# start of PROVIDED RECORDS

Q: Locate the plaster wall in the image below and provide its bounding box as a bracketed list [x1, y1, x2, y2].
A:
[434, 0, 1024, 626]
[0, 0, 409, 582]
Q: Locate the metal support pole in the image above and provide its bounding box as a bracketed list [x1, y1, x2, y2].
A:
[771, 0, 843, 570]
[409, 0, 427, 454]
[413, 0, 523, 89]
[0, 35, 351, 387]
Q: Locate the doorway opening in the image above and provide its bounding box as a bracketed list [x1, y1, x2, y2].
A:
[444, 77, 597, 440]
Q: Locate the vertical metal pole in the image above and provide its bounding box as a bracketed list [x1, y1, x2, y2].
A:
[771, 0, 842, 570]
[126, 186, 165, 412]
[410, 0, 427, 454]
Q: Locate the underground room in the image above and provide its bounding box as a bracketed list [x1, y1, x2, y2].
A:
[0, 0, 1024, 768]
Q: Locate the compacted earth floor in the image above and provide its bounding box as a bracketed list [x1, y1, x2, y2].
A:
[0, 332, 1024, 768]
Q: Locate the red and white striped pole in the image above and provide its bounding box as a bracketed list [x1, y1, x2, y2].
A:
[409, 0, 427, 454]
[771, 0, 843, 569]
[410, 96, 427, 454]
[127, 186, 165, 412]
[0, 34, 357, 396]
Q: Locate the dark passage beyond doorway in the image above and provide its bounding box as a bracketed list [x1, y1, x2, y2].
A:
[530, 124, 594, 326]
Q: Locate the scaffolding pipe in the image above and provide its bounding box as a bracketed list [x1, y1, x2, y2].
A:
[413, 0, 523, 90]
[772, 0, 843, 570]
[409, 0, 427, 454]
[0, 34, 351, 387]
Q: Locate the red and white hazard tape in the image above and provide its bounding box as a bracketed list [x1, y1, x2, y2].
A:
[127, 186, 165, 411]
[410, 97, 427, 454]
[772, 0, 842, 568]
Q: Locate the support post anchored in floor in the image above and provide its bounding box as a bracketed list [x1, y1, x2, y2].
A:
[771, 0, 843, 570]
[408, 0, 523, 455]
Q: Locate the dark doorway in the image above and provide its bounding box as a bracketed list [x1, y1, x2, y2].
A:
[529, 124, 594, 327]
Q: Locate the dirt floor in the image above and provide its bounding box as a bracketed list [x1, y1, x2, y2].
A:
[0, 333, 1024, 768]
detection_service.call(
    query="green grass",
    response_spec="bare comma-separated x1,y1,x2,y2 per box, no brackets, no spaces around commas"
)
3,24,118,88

# end of PROVIDED RECORDS

THE PROBLEM
Lay out the stretch from the start of the records through the line containing "[0, 35, 351, 387]" as a Markdown table with the columns Row and Entry, numbering each line and leaving out blank lines. Include only the lines in that stretch.

EXERCISE SOLUTION
| Row | Entry |
|---|---|
| 1 | Q: Locate the plaster wall in the image below and provide its bounding box as a bracketed list [x1, y1, x2, y2]. |
| 2 | A: |
| 3 | [434, 0, 1024, 626] |
| 4 | [0, 0, 409, 582] |
| 5 | Q: Locate the metal support pole in the image above and provide its bounding box as a bracketed list [x1, y1, x2, y2]. |
| 6 | A: |
| 7 | [771, 0, 843, 570] |
| 8 | [409, 0, 427, 454] |
| 9 | [413, 0, 523, 89] |
| 10 | [0, 35, 351, 387] |